───── RECORDS SUPPLIED

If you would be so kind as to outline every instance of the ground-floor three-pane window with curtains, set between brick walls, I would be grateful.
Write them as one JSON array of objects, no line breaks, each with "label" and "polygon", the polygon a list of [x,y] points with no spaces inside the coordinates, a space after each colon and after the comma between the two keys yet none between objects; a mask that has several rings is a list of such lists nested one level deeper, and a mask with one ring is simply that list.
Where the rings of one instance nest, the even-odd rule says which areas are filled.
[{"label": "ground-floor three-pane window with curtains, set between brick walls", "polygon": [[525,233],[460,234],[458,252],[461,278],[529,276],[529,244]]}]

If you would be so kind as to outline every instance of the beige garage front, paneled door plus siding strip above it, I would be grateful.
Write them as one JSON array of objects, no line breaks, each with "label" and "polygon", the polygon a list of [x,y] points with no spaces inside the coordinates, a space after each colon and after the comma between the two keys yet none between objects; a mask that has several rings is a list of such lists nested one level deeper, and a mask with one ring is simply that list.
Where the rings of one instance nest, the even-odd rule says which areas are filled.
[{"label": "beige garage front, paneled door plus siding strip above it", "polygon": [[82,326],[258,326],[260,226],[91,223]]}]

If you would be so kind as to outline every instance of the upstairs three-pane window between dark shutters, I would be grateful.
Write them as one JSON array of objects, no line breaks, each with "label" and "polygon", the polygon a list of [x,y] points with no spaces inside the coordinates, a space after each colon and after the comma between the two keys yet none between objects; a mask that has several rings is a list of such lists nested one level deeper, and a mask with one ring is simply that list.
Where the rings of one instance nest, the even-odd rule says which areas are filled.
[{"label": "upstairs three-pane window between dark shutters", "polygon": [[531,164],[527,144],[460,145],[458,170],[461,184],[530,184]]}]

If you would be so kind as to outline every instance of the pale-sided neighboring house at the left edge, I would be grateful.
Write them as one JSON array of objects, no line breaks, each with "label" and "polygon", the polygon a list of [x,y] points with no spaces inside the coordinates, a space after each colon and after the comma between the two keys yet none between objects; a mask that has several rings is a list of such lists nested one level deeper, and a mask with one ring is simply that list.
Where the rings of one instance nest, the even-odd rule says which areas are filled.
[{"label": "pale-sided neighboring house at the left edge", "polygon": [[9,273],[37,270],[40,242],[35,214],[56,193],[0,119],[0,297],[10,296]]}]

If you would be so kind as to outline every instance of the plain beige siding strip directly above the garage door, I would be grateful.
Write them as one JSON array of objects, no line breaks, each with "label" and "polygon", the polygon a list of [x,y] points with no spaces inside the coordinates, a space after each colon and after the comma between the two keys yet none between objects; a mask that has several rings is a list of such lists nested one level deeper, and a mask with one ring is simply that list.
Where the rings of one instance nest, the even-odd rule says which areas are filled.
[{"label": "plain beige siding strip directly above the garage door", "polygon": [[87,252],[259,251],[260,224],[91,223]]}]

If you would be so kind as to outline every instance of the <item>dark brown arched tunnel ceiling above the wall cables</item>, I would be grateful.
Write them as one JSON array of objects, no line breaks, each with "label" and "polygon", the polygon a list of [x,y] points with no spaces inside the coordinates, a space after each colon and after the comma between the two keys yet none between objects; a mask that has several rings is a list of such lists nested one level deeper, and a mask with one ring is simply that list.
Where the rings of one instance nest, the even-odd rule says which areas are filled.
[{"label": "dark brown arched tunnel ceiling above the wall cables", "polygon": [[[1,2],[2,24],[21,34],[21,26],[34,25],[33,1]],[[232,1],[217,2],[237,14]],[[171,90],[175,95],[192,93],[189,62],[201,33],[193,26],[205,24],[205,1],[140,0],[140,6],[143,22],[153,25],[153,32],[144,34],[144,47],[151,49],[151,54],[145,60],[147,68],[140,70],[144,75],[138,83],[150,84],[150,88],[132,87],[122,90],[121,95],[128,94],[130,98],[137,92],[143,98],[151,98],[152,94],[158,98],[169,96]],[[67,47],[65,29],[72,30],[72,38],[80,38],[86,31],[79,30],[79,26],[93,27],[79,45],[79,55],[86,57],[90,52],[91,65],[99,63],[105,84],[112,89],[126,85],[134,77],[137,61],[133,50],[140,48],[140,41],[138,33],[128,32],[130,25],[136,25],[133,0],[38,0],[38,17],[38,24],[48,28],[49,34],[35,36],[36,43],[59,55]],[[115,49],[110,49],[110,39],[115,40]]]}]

──────────

DIRECTIONS
Line by line, repeat the data exactly.

OUTPUT FOR THIS EXERCISE
If you would be so kind as to outline every instance of the ground-floor three-pane window with curtains, set between brick walls, I would be grateful.
Write them as one JSON array of objects, no line breaks, each with "label" and "polygon", the polygon a list of [x,y] points with no spaces inside the coordinates, a space after each colon and after the comma between the two keys yet none between objects; a mask that has several rings is a list of such lists nested one level deeper, and a mask with one ring is simply that list.
Where the rings of one instance nest, the even-odd rule says which areas are filled.
[{"label": "ground-floor three-pane window with curtains, set between brick walls", "polygon": [[525,233],[460,234],[458,252],[461,278],[529,276],[529,244]]}]

If you would be so kind as to outline every instance of the beige garage front, paneled door plus siding strip above it, I would be grateful.
Write them as one JSON array of objects, no line breaks, each with "label" and "polygon", the polygon a list of [x,y] points with no spaces inside the coordinates, a space after each colon and after the comma between the two keys yet none between objects; a mask that has several rings is a list of such lists nested one level deeper, and a mask with one ring is simply that list.
Where the rings of one instance nest, the even-odd rule says which areas are filled.
[{"label": "beige garage front, paneled door plus siding strip above it", "polygon": [[82,326],[258,326],[260,226],[91,223]]}]

If you would be so kind as to outline every instance of the upstairs three-pane window between dark shutters, I would be grateful.
Write them as one JSON array of objects, no line breaks, each with "label" and "polygon", the polygon a list of [x,y] points with no spaces inside the coordinates, a space after each colon and after the comma between the two keys yet none between objects; a mask that has several rings is a list of such lists nested one level deeper, and a mask with one ring is simply that list.
Where the rings of one instance nest, the even-odd rule says which areas are filled.
[{"label": "upstairs three-pane window between dark shutters", "polygon": [[531,164],[527,144],[460,145],[458,170],[461,184],[530,184]]}]

If you would be so kind as to outline every instance of the pale-sided neighboring house at the left edge, I would be grateful.
Write them as one JSON array of objects, no line breaks, each with "label" and "polygon", the polygon a list of [x,y] points with no spaces inside the coordinates, a space after each colon and after the comma between the two keys yet none between objects; a mask that has several rings is a list of such lists nested one level deeper, and a mask with one ring is simply that list.
Where the rings of one instance nest, the even-odd rule says which areas are filled.
[{"label": "pale-sided neighboring house at the left edge", "polygon": [[9,273],[37,270],[40,242],[35,214],[56,193],[0,119],[0,297],[10,296]]}]

If you would be so kind as to outline every instance of the plain beige siding strip directly above the garage door, I would be grateful.
Write them as one JSON array of objects, no line breaks, each with "label" and "polygon", the polygon a list of [x,y] points with no spaces inside the coordinates, a space after each colon and after the comma between the two keys yet none between objects; a mask that has several rings is a list of such lists nested one level deeper, and a mask with one ring is simply that list.
Where the rings of one instance nest, the even-odd rule says which areas are filled.
[{"label": "plain beige siding strip directly above the garage door", "polygon": [[87,252],[259,251],[260,224],[91,223]]}]

If you would be so kind as to outline every instance of the <item>dark brown arched tunnel ceiling above the wall cables</item>, I would be grateful.
Write them as one JSON array of objects, no line breaks, each with "label" and "polygon", the polygon a list of [x,y] points with no spaces inside the coordinates, a space after each colon and after the comma between the two keys yet none between objects; a mask that has several rings is a list of such lists nested one level deeper, and a mask with one ring is simply that list.
Where the rings of one instance nest, the even-odd rule says which areas are filled.
[{"label": "dark brown arched tunnel ceiling above the wall cables", "polygon": [[[1,2],[2,24],[21,34],[21,26],[34,25],[33,1]],[[232,1],[217,2],[237,14]],[[171,90],[175,95],[192,93],[189,62],[201,33],[193,26],[205,24],[205,1],[140,0],[140,6],[143,22],[153,25],[153,32],[144,34],[144,47],[151,49],[151,54],[145,60],[147,68],[140,70],[144,75],[138,83],[150,84],[150,88],[132,87],[122,90],[121,95],[128,94],[130,98],[137,92],[143,98],[151,98],[152,94],[158,98],[169,96]],[[67,47],[65,29],[72,30],[72,38],[80,38],[86,31],[79,30],[79,26],[93,27],[79,45],[79,55],[86,57],[90,52],[91,65],[99,63],[105,84],[112,89],[126,85],[134,77],[137,61],[133,50],[140,48],[140,41],[138,33],[128,32],[130,25],[136,25],[133,0],[38,0],[38,17],[38,24],[48,28],[49,34],[35,36],[36,43],[59,55]],[[115,49],[110,49],[110,39],[115,40]]]}]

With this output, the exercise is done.